Description of problem (please be detailed as possible and provide log snippests): While running the ocs-ci test 'tests/manage/pv_services/pvc_resize/test_pvc_expansion.py::TestPvcExpand::test_pvc_expand_expanded_pvc', I see the rook-ceph-mgr-a Pod restarting. The test itself may pass, or it fails on a timeout of the fio command checking successful second PVC expansion. I also watched ceph status during test execution and see health warnings, because of slow osds and then mgr daemons not available. From monitoring I see that OOM kills have occurred, which I assume refer to the rook-ceph-mgr Version of all relevant components (if applicable): OCS: 4.8.0-175.ci OCP: 4.8.2 from candidate-4.8 stream ocs-ci: stable-ocs-4.8-202107251413 Does this issue impact your ability to continue to work with the product (please explain in detail what is the user impact)? Possible user impact is that applications using a PVC which has expanded twice may fail. Also, since the whole ceph cluster seems affected and going into health warning state, further storage issues may be possible. Is there any workaround available to the best of your knowledge? No Rate from 1 - 5 the complexity of the scenario you performed that caused this bug (1 - very simple, 5 - very complex)? 3 Can this issue reproducible? Yes. By running the respective test from ocs-ci. Can this issue reproduce from the UI? Not tried. If this is a regression, please provide more details to justify this: Steps to Reproduce: 1. 2. 3. Actual results: Test fails or passes, depending on timing, I assume. Ceph cluster shows health_warn during test execution and rook-ceph-mgr-a Pod is restarted. Expected results: Test passes, no health warning during execution, all Pods remain running. Additional info: * All logfiles, reports and must_gathers from a test run where the test passes, but restarts are detected: https://drive.google.com/file/d/1JSCj9id4hhF3cHmup7Pc2GNnWOX4dGMr/view?usp=sharing * All logfiles, reports and must_gathers from a test run where the test fails, first on timeout of the fio command, then on deletion of the PVC: https://drive.google.com/file/d/1a0FtRYiK7g7f97XgNTeJrl8daHNgv9jg/view?usp=sharing
In the must-gather, the mgr-a pod does show that it was OOMKilled. lastState: terminated: containerID: cri-o://7c2637404d0f700c65f551d219794e83632d2c8458868b56b93c87d4113f9e9f exitCode: 137 finishedAt: "2021-07-29T08:11:35Z" reason: OOMKilled startedAt: "2021-07-29T08:03:01Z" Can you repro this outside the ocs-ci? Exactly what operations were being performed? Besides the expansion were other operations completed recently or still in progress? To troubleshoot we really need to know how to repro. All I see in the must-gather is the oom-kill, which is just the side effect of the load.

Excerpts of location labeling data
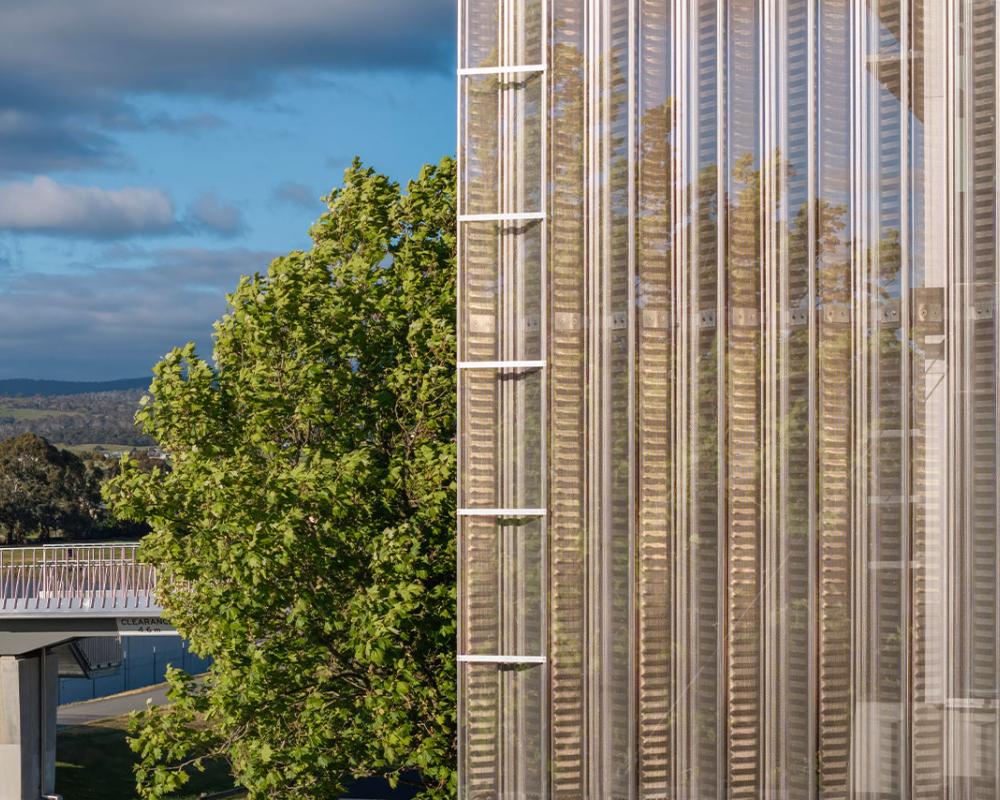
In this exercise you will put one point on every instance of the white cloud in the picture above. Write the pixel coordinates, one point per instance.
(42, 205)
(112, 321)
(209, 213)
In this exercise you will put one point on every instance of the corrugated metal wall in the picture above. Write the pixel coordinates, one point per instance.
(728, 395)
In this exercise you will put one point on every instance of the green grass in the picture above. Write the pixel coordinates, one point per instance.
(94, 762)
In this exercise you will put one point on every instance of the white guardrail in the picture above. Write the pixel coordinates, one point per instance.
(75, 578)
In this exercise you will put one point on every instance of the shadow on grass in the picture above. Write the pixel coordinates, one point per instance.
(95, 763)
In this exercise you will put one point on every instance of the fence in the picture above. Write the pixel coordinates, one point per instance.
(74, 578)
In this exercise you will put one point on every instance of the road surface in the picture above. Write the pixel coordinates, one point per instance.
(114, 706)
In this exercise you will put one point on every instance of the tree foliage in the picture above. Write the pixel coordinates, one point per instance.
(305, 533)
(49, 493)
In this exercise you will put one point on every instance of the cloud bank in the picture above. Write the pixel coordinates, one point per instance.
(68, 68)
(118, 320)
(42, 205)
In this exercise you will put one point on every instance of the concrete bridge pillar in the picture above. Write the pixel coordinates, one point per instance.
(29, 694)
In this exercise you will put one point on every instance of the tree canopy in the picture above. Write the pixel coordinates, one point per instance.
(305, 534)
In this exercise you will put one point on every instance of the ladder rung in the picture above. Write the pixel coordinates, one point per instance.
(501, 659)
(501, 512)
(501, 364)
(522, 216)
(511, 70)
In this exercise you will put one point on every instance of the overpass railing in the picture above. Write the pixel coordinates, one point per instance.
(75, 578)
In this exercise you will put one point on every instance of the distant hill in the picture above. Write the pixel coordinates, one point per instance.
(26, 387)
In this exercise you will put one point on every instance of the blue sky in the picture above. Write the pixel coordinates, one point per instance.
(150, 153)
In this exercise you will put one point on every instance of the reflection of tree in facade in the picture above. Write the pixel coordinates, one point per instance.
(772, 401)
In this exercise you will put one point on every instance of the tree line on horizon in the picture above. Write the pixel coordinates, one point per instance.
(51, 494)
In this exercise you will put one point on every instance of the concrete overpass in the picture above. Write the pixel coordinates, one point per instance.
(52, 599)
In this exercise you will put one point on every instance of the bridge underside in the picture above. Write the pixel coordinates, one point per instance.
(51, 597)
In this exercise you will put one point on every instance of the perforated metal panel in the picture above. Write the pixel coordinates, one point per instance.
(728, 441)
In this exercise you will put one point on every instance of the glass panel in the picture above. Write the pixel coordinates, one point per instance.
(654, 397)
(502, 583)
(795, 753)
(501, 733)
(501, 33)
(501, 303)
(566, 374)
(501, 444)
(501, 144)
(833, 360)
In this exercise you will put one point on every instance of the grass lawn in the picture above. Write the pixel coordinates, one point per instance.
(94, 763)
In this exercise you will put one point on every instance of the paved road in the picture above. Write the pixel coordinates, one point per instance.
(114, 706)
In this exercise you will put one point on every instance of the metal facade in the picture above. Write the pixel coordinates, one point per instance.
(728, 439)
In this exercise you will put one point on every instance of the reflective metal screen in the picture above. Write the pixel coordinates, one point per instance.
(728, 442)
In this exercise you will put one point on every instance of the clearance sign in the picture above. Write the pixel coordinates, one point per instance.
(144, 626)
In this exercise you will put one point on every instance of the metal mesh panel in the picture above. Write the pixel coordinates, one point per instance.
(735, 279)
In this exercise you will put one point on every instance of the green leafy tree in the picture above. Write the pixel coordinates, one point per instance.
(305, 533)
(46, 492)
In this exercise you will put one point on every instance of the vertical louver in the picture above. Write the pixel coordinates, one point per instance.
(728, 389)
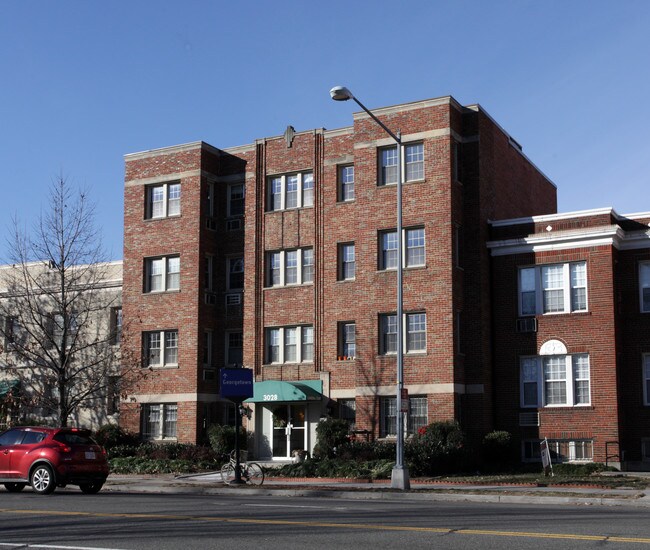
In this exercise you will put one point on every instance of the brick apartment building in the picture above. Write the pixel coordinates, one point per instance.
(311, 216)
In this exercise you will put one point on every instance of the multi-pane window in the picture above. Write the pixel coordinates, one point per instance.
(557, 288)
(644, 286)
(347, 262)
(236, 195)
(646, 379)
(158, 420)
(163, 200)
(291, 191)
(346, 183)
(413, 163)
(294, 344)
(162, 274)
(234, 348)
(347, 340)
(555, 380)
(417, 415)
(160, 348)
(415, 333)
(235, 273)
(290, 267)
(414, 251)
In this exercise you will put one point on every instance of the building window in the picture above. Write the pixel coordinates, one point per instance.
(116, 325)
(646, 379)
(555, 380)
(561, 450)
(235, 273)
(644, 286)
(417, 415)
(236, 194)
(290, 267)
(414, 251)
(234, 348)
(413, 163)
(163, 200)
(162, 274)
(347, 262)
(558, 288)
(346, 183)
(161, 348)
(291, 191)
(347, 340)
(290, 344)
(415, 333)
(158, 421)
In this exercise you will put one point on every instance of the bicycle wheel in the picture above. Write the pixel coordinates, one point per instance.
(228, 473)
(255, 473)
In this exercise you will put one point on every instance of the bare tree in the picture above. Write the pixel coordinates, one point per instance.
(57, 297)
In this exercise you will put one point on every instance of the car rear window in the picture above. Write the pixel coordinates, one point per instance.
(74, 438)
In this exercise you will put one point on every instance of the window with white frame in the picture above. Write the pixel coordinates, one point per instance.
(235, 273)
(290, 267)
(158, 420)
(236, 195)
(417, 415)
(292, 344)
(289, 191)
(555, 380)
(414, 249)
(646, 379)
(556, 288)
(163, 200)
(234, 348)
(347, 262)
(347, 340)
(561, 450)
(413, 163)
(644, 286)
(162, 274)
(346, 183)
(160, 348)
(414, 333)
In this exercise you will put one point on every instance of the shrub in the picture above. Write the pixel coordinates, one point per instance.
(331, 433)
(222, 438)
(436, 449)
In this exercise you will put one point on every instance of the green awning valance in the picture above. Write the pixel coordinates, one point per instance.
(275, 391)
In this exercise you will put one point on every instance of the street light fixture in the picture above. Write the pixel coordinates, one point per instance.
(400, 475)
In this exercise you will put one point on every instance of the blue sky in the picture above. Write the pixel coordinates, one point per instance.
(84, 82)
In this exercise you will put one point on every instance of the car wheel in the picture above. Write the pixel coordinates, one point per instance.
(15, 487)
(91, 488)
(42, 480)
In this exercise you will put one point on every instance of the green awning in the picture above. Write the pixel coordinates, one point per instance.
(7, 387)
(276, 391)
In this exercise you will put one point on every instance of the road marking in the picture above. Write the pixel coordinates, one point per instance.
(356, 526)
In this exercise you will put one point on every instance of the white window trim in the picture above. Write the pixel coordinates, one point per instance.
(570, 380)
(283, 191)
(539, 290)
(282, 344)
(405, 265)
(283, 268)
(165, 206)
(405, 349)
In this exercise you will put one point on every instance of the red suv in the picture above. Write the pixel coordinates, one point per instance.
(49, 457)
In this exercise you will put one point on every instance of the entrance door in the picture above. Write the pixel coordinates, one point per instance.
(288, 430)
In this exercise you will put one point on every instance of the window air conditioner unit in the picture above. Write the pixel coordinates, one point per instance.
(527, 324)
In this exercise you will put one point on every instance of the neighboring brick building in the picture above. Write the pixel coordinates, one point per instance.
(313, 313)
(571, 295)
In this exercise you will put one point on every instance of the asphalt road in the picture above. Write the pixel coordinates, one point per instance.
(71, 520)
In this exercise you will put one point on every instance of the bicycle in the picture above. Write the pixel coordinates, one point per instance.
(251, 472)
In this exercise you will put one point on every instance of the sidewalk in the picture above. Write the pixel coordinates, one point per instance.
(211, 483)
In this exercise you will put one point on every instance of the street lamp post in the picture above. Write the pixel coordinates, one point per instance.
(400, 475)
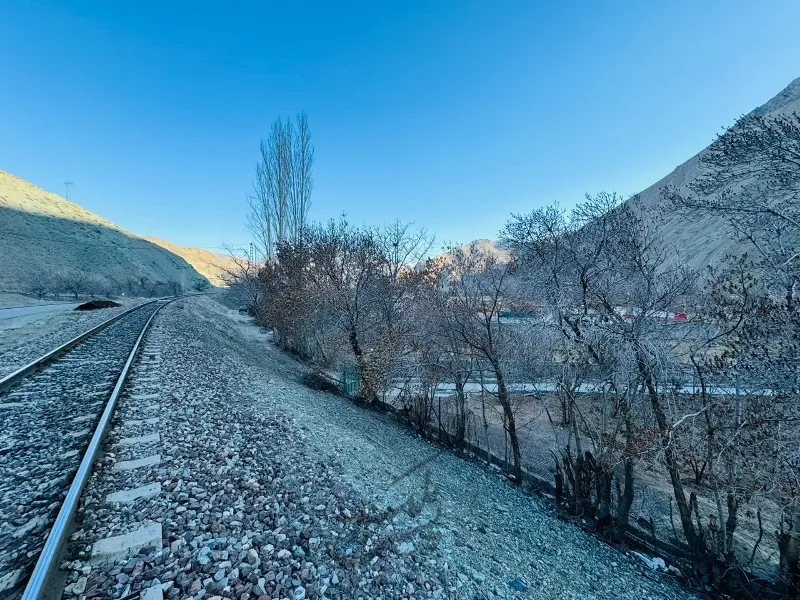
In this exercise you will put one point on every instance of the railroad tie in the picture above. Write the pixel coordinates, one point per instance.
(123, 546)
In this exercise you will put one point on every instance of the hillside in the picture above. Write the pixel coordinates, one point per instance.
(41, 232)
(702, 240)
(210, 265)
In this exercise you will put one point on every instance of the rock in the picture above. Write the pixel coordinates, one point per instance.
(405, 547)
(79, 586)
(518, 584)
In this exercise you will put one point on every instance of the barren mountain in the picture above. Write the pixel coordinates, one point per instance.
(702, 240)
(210, 265)
(41, 232)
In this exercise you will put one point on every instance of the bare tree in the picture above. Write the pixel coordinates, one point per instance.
(474, 287)
(39, 284)
(281, 196)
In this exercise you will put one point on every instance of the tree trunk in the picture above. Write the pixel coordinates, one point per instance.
(625, 501)
(684, 510)
(511, 424)
(461, 413)
(789, 548)
(368, 394)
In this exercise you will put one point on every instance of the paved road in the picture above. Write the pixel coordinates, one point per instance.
(26, 311)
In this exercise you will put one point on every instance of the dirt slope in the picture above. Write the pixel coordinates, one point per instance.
(210, 265)
(40, 231)
(700, 241)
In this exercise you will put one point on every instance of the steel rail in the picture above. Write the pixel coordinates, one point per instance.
(47, 563)
(12, 379)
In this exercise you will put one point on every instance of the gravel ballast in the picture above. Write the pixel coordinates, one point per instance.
(22, 341)
(272, 490)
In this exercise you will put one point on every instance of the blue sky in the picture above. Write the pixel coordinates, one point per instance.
(451, 114)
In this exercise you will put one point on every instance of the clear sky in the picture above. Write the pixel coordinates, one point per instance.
(449, 113)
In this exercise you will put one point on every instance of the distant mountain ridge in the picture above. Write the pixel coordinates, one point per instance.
(42, 232)
(211, 265)
(703, 240)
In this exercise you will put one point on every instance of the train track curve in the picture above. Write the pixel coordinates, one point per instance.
(53, 415)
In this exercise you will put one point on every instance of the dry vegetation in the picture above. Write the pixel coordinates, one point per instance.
(588, 297)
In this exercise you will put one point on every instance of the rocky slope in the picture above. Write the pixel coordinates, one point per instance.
(42, 232)
(698, 241)
(210, 265)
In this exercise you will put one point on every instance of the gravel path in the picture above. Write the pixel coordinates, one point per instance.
(22, 341)
(46, 422)
(272, 490)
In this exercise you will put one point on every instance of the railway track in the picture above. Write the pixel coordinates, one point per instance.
(54, 413)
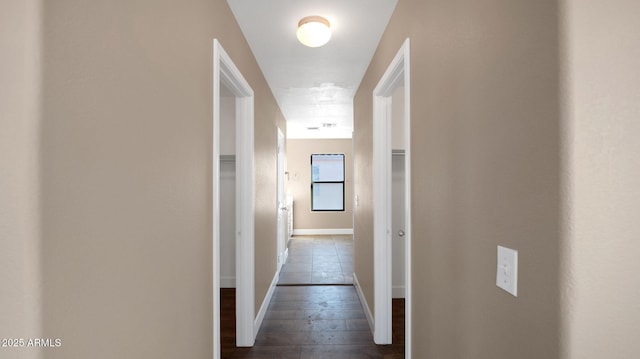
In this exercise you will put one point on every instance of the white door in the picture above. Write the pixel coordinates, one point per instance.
(398, 224)
(282, 205)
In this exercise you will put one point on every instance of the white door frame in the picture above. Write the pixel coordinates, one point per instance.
(224, 71)
(396, 74)
(281, 202)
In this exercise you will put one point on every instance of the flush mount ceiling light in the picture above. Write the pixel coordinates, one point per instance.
(314, 31)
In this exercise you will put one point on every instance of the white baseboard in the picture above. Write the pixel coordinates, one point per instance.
(322, 232)
(227, 282)
(363, 301)
(398, 291)
(265, 304)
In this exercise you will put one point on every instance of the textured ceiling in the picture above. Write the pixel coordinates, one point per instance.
(314, 86)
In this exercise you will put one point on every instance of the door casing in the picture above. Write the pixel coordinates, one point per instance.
(225, 72)
(397, 74)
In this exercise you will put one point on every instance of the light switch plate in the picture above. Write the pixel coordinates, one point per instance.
(507, 272)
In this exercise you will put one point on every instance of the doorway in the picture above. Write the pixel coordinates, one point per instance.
(388, 134)
(229, 83)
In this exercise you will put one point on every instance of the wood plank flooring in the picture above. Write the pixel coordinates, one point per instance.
(309, 322)
(318, 260)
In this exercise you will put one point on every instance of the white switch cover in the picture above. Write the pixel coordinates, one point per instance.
(507, 273)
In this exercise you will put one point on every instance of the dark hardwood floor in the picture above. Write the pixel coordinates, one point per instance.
(305, 322)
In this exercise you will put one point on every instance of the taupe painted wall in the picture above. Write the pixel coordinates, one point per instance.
(109, 199)
(601, 283)
(299, 153)
(485, 172)
(20, 274)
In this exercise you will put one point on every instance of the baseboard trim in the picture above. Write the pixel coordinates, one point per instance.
(398, 291)
(227, 282)
(322, 232)
(363, 301)
(265, 304)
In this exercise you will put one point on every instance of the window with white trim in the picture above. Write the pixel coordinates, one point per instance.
(327, 182)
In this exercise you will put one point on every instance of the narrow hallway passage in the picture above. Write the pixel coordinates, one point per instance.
(312, 322)
(318, 260)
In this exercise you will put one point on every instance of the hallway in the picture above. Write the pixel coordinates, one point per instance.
(318, 260)
(309, 322)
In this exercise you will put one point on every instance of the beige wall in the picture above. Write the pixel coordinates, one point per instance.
(601, 283)
(20, 297)
(126, 175)
(485, 168)
(299, 153)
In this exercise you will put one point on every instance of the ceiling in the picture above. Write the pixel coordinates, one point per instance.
(314, 86)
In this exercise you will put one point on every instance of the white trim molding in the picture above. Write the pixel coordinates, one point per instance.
(363, 302)
(397, 74)
(323, 232)
(227, 282)
(225, 72)
(265, 305)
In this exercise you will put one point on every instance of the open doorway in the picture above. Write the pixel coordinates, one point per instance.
(233, 100)
(320, 184)
(392, 186)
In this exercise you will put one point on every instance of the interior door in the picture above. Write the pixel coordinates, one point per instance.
(282, 205)
(398, 224)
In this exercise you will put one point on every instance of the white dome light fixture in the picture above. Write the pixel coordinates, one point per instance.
(314, 31)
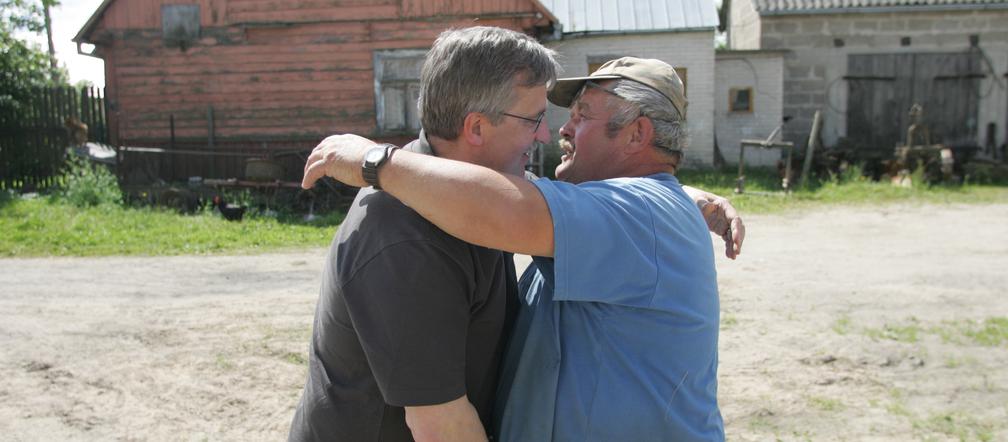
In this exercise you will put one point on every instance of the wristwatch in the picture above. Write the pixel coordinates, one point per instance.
(373, 159)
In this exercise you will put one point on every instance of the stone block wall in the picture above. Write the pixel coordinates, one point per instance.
(744, 26)
(820, 45)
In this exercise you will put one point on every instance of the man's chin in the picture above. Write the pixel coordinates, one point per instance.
(561, 171)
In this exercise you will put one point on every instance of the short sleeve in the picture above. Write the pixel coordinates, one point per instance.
(410, 308)
(604, 243)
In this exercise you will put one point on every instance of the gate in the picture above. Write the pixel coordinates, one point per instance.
(884, 87)
(35, 134)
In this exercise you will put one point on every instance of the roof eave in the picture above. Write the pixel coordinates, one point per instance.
(84, 35)
(582, 33)
(882, 9)
(545, 12)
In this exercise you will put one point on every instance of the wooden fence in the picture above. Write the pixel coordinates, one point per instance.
(34, 136)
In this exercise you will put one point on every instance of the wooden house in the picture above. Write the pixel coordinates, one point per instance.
(273, 76)
(866, 63)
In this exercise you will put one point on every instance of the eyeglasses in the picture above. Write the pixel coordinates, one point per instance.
(537, 120)
(603, 88)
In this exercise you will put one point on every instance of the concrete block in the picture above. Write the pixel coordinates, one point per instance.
(918, 24)
(862, 25)
(798, 72)
(796, 98)
(785, 27)
(805, 85)
(814, 26)
(772, 42)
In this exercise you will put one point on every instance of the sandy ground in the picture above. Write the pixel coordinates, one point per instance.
(845, 324)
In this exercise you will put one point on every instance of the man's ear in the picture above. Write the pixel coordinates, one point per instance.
(472, 128)
(641, 134)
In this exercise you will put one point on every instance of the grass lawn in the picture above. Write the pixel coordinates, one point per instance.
(47, 226)
(44, 226)
(763, 193)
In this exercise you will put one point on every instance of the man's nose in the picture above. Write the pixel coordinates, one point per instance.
(565, 131)
(542, 132)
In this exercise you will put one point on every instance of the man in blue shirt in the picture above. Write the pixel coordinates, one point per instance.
(618, 335)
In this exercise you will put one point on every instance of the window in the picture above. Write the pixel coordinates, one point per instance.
(740, 99)
(596, 62)
(179, 25)
(397, 88)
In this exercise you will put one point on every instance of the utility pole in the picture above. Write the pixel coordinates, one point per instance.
(48, 33)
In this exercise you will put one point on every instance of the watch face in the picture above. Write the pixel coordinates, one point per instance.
(375, 154)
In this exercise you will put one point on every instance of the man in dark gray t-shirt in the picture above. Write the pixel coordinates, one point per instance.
(410, 322)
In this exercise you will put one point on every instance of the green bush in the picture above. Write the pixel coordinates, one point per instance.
(88, 185)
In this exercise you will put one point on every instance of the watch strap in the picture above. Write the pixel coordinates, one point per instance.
(369, 171)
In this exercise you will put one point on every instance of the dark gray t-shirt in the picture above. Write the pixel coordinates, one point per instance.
(407, 316)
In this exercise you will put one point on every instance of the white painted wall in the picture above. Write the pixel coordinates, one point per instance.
(763, 73)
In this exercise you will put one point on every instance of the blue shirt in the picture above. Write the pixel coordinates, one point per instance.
(617, 338)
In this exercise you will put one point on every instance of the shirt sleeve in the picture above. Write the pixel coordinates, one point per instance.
(604, 243)
(410, 308)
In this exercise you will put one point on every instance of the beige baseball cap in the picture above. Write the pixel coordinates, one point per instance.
(652, 73)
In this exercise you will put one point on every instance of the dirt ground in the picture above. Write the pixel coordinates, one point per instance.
(843, 324)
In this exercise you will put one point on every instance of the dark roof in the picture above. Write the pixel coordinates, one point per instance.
(769, 7)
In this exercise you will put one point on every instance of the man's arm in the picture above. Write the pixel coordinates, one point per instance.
(453, 195)
(721, 218)
(453, 421)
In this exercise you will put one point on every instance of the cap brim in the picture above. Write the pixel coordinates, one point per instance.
(565, 89)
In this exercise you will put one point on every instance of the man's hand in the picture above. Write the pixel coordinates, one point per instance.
(723, 220)
(339, 156)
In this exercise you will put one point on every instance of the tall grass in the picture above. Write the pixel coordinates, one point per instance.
(50, 226)
(763, 193)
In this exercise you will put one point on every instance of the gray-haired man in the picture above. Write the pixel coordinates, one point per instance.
(411, 322)
(617, 338)
(409, 327)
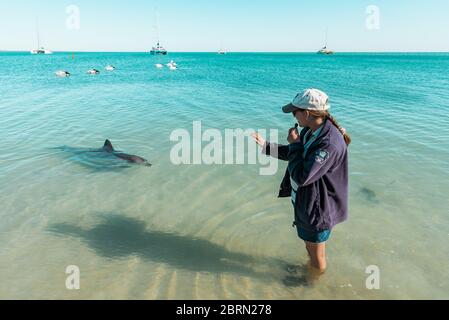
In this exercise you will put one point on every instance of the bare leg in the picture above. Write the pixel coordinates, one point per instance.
(317, 253)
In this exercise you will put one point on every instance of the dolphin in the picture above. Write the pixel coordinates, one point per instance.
(124, 156)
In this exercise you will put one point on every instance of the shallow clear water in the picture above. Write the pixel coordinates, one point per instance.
(215, 232)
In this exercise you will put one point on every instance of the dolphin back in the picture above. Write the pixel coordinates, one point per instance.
(108, 146)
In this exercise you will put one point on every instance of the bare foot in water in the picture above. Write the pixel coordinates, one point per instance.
(313, 273)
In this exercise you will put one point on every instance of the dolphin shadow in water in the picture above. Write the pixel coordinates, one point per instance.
(369, 195)
(119, 237)
(105, 158)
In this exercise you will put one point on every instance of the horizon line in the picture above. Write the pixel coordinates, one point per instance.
(227, 52)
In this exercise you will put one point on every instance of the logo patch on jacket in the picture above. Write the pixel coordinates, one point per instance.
(321, 156)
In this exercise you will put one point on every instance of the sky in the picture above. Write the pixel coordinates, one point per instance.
(234, 25)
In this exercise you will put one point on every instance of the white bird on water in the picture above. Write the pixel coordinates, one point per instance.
(93, 71)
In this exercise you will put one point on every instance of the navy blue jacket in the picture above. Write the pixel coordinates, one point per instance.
(322, 178)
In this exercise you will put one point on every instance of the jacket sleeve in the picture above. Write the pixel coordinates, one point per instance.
(316, 165)
(276, 150)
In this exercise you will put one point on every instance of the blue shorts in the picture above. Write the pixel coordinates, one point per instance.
(312, 236)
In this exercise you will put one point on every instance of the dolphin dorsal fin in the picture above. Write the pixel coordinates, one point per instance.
(108, 146)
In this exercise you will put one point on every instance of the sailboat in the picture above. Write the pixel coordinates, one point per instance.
(158, 49)
(325, 50)
(39, 50)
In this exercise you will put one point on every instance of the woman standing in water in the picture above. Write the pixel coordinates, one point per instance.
(317, 174)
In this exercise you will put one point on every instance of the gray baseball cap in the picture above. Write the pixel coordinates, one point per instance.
(310, 99)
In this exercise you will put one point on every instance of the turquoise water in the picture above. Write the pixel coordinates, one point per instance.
(216, 232)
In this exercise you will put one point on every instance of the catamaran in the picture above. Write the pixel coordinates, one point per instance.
(158, 50)
(325, 50)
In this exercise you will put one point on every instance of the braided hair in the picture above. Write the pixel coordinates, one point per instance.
(331, 118)
(334, 121)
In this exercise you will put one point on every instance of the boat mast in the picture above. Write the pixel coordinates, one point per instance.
(37, 34)
(325, 41)
(157, 29)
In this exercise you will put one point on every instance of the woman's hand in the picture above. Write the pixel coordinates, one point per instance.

**Work to do**:
**1)** Answer the following questions about the bug report.
(a) Which Pod does the reporter see restarting while the test runs?
(b) What exit code does the must-gather show for the terminated mgr-a pod?
(c) Which OCP version is listed among the relevant components?
**2)** In the records, report every line that contains the string "hand", treating case as significant.

**Written responses**:
**1)**
(a) The rook-ceph-mgr-a Pod.
(b) 137.
(c) 4.8.2 from the candidate-4.8 stream.

**2)**
In this exercise you will put one point on every instance of the man's hand in the picture above. Write the pixel coordinates, one point per instance.
In this exercise you will put one point on every instance of the woman's hand in the picture above. Write the pixel coordinates, one point per instance.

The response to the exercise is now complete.